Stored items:
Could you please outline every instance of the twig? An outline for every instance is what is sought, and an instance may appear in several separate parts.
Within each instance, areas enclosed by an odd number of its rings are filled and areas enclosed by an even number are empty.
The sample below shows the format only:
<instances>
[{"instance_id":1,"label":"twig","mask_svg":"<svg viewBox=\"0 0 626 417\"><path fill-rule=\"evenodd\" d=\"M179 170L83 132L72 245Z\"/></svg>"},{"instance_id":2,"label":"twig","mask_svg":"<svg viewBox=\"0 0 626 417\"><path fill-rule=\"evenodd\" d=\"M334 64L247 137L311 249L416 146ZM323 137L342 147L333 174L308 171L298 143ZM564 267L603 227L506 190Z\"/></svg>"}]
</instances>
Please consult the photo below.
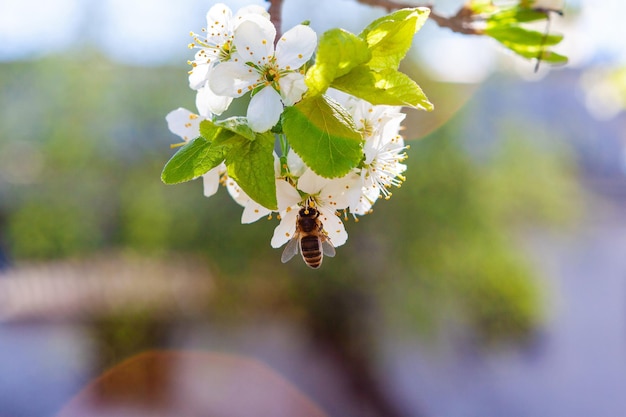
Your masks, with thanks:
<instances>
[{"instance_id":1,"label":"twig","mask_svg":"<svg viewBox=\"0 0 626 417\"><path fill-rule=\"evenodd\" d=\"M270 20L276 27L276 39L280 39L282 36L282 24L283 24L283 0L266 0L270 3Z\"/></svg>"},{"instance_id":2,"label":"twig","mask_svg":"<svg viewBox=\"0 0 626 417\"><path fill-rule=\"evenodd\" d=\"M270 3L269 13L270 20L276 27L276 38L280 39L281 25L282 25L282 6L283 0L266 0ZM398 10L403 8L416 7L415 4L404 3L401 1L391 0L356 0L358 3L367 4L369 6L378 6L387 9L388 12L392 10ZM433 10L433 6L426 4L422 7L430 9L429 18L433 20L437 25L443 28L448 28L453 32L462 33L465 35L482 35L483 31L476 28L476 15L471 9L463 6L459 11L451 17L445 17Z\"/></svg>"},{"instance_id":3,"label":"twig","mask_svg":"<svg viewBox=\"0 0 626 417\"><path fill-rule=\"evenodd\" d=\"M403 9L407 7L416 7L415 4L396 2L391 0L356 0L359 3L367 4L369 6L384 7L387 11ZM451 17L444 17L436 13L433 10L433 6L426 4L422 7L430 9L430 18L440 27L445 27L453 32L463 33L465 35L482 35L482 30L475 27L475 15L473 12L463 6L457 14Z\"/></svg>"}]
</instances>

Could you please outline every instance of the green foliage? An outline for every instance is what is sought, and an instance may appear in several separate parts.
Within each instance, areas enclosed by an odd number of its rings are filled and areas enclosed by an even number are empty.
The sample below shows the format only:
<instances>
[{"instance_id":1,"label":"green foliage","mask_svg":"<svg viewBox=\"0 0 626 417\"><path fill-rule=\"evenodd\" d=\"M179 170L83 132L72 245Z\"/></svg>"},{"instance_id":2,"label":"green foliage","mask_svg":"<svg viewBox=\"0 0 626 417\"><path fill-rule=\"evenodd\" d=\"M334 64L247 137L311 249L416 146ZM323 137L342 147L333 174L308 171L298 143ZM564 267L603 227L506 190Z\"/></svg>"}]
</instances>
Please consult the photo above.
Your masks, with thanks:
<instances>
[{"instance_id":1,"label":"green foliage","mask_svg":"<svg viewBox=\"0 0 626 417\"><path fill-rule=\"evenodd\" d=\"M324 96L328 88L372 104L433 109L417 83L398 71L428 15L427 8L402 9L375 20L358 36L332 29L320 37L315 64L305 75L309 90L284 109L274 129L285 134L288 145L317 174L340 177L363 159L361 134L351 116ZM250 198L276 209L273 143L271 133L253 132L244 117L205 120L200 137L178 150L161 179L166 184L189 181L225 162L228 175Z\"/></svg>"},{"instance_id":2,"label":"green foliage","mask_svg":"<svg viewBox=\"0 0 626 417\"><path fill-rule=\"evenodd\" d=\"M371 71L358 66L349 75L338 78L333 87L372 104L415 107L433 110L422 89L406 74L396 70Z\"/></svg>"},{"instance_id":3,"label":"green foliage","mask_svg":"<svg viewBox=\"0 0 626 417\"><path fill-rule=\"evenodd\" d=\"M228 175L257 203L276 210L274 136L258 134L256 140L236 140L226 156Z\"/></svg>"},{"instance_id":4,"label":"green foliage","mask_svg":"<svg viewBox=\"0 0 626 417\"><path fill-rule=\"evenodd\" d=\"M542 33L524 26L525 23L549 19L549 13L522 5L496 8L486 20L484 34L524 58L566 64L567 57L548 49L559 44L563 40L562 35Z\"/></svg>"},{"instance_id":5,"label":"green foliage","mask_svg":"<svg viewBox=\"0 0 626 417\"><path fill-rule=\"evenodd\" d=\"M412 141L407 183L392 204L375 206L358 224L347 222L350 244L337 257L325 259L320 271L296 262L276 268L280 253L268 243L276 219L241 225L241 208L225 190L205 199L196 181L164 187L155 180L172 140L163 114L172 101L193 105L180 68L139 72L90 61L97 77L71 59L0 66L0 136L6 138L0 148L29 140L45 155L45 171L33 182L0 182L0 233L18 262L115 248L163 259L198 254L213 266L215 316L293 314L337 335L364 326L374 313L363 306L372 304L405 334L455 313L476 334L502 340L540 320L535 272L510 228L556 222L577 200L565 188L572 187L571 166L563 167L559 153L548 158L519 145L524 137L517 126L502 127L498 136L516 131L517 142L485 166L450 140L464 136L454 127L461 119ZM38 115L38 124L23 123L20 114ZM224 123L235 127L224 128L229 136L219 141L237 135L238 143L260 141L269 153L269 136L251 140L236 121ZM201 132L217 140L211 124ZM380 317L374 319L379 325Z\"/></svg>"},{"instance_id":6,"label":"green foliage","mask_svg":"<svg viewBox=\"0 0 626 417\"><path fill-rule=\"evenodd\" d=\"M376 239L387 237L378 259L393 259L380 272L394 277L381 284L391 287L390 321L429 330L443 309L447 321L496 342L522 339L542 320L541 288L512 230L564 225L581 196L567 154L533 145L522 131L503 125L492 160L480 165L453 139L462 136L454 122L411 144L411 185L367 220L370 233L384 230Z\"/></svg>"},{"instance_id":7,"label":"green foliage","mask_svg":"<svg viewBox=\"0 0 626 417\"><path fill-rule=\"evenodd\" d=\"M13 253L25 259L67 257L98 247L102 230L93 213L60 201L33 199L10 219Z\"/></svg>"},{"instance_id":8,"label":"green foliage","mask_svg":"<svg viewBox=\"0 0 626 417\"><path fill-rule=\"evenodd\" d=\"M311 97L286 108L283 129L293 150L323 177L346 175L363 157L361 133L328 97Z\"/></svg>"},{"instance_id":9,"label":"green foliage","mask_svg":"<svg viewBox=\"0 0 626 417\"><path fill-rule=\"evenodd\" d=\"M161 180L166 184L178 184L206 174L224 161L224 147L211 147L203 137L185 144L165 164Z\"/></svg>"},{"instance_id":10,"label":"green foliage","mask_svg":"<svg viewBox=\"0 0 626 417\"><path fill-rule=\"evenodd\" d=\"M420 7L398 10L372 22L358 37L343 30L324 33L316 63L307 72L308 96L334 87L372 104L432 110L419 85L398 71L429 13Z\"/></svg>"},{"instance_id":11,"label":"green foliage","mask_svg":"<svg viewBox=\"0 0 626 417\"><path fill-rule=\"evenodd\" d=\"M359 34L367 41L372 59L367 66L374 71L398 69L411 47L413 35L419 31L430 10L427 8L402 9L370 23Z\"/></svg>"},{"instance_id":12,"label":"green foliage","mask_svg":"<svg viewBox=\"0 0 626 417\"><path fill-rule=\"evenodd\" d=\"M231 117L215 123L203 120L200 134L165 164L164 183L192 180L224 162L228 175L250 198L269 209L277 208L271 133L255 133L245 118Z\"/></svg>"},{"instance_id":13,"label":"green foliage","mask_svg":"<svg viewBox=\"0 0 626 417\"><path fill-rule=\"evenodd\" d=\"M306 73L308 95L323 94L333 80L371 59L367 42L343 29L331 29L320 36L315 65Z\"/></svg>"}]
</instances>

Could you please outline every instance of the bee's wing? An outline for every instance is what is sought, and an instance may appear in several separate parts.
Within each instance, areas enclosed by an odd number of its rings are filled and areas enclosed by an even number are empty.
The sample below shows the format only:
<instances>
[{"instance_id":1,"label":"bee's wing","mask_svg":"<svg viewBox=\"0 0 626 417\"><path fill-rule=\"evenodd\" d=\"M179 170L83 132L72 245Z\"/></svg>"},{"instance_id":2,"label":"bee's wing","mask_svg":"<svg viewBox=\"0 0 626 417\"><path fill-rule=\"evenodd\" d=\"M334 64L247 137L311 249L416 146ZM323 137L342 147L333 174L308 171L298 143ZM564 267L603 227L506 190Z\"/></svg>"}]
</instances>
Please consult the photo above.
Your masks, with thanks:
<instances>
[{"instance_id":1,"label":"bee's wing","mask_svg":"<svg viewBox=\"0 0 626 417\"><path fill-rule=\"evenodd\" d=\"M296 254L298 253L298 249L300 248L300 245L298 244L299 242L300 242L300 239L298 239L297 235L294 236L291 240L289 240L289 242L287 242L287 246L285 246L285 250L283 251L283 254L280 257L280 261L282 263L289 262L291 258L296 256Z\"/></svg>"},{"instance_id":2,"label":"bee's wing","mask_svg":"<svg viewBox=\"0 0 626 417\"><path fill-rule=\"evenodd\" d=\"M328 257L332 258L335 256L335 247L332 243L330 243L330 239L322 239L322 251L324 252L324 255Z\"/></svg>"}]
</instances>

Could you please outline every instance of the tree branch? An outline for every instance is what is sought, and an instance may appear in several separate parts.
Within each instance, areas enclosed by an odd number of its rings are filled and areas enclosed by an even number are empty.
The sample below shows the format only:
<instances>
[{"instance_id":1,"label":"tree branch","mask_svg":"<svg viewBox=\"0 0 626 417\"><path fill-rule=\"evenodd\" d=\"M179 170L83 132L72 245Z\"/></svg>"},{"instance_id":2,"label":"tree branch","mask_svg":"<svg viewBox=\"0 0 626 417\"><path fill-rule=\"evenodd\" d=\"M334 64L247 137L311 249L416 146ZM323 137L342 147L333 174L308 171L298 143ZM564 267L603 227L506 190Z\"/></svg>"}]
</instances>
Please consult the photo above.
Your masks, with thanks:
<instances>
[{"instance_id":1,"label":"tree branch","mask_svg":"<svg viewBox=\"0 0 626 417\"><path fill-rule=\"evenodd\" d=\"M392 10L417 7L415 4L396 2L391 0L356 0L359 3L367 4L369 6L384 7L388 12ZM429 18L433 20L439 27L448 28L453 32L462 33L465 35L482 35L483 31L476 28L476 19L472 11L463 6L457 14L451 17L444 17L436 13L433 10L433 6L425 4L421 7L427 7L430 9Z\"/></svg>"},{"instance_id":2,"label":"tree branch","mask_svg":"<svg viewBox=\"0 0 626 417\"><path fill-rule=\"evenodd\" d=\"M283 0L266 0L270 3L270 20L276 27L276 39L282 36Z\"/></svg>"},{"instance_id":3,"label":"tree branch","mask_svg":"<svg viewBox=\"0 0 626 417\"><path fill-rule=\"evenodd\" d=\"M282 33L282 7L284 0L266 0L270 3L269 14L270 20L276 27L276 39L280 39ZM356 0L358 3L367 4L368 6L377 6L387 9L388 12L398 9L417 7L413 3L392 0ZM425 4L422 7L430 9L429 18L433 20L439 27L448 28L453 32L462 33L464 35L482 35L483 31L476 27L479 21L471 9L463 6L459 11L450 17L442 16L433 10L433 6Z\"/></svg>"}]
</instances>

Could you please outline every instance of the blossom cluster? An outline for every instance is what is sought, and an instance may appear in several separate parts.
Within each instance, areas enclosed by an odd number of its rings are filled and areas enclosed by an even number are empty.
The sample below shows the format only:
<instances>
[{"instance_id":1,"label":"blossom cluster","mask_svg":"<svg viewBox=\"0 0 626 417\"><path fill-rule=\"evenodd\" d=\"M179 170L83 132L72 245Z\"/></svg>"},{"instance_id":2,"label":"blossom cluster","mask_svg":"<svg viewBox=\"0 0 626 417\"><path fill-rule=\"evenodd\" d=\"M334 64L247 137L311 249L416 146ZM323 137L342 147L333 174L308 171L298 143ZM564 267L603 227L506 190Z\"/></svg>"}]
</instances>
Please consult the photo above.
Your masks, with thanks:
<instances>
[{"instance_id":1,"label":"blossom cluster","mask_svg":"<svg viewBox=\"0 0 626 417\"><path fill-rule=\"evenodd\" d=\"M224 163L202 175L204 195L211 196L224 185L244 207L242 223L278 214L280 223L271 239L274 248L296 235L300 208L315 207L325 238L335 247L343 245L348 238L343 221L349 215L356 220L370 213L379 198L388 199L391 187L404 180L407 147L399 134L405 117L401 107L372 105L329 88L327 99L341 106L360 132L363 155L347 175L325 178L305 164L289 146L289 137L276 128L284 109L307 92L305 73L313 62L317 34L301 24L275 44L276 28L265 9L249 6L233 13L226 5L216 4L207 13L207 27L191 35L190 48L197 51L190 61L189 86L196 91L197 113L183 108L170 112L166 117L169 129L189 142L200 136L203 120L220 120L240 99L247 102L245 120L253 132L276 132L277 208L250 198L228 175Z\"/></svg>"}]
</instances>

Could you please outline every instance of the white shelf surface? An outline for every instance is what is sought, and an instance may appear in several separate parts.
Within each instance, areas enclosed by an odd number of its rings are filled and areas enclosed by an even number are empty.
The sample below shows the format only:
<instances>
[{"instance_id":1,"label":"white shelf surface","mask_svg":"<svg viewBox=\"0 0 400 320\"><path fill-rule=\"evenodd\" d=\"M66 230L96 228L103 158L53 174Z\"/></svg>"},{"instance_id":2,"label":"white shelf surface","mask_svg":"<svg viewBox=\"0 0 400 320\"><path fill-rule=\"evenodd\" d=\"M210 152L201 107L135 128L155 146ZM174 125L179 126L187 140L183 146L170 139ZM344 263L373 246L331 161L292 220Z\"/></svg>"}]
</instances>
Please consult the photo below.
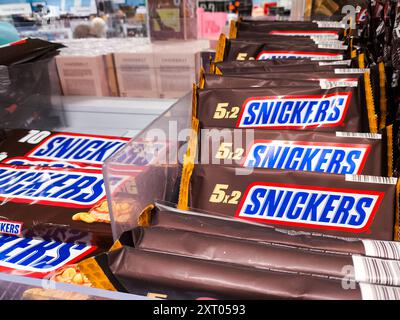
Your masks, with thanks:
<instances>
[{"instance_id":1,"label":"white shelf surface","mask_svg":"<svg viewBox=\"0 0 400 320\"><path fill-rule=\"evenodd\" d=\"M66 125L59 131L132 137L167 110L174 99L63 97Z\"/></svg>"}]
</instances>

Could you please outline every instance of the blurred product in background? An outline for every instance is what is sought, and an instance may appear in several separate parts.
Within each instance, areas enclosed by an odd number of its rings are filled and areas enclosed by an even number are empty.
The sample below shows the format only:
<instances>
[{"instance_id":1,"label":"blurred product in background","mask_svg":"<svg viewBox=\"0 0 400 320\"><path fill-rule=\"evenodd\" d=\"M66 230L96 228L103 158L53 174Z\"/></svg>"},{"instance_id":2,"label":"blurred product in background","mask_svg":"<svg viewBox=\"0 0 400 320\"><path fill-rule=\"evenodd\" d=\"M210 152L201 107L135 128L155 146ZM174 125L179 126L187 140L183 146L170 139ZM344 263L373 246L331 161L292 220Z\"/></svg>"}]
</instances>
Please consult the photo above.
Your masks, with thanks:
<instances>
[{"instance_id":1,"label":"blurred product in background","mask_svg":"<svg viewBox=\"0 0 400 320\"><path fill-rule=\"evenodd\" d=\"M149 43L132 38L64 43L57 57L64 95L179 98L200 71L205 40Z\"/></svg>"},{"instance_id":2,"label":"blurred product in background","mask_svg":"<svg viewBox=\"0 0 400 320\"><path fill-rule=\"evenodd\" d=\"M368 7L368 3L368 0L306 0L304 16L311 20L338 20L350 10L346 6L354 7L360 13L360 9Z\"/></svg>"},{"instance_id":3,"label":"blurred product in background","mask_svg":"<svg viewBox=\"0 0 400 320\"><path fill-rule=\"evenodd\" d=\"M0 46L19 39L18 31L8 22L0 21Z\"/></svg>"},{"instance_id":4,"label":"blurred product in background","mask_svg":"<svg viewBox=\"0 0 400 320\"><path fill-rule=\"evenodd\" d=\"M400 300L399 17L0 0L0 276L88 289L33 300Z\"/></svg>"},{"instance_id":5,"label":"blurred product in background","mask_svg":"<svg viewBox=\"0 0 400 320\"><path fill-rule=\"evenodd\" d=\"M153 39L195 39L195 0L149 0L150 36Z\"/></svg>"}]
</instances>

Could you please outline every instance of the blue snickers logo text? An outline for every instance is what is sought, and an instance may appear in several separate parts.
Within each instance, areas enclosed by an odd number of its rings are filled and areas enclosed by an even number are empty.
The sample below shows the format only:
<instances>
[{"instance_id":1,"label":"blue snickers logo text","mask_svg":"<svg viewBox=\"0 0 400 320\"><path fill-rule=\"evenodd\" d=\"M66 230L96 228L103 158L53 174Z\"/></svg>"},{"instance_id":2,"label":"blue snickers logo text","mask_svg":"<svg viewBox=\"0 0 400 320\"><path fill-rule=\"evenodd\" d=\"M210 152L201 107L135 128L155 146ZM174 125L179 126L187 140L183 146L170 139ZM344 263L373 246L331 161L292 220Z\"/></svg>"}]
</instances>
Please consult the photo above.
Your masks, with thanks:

• **Exercise**
Return only those lines of the records that contain the string "sought".

• **Response**
Could you please outline every instance of the twig? An outline for every instance is what is sought, and an instance may appear in several separate parts.
Could you please outline every instance of the green foliage? An outline for every instance is what is sought, and an instance may appear in several separate parts.
Could you please outline every instance of the bee's wing? An outline for every instance is what is sought, and an instance may appear in several separate parts.
Could you please outline every instance of the tree branch? An outline for every instance is what is sought, and an instance may appear in several separate parts.
Could you please outline every instance of the blossom cluster? An outline for every instance is what is sought, and an instance may appear in several separate parts.
Could you please outline every instance of the white shelf surface? An outline for every instance is what is sought, and an instance may appear in several separate parts.
Could you please outline every instance of the blurred product in background? An outline for every instance is what is sought, and an instance may appear in several separate parts.
Could you please outline every instance of the blue snickers logo text? An outline for every instance is what is sought, and an instance may appear in several separate parts.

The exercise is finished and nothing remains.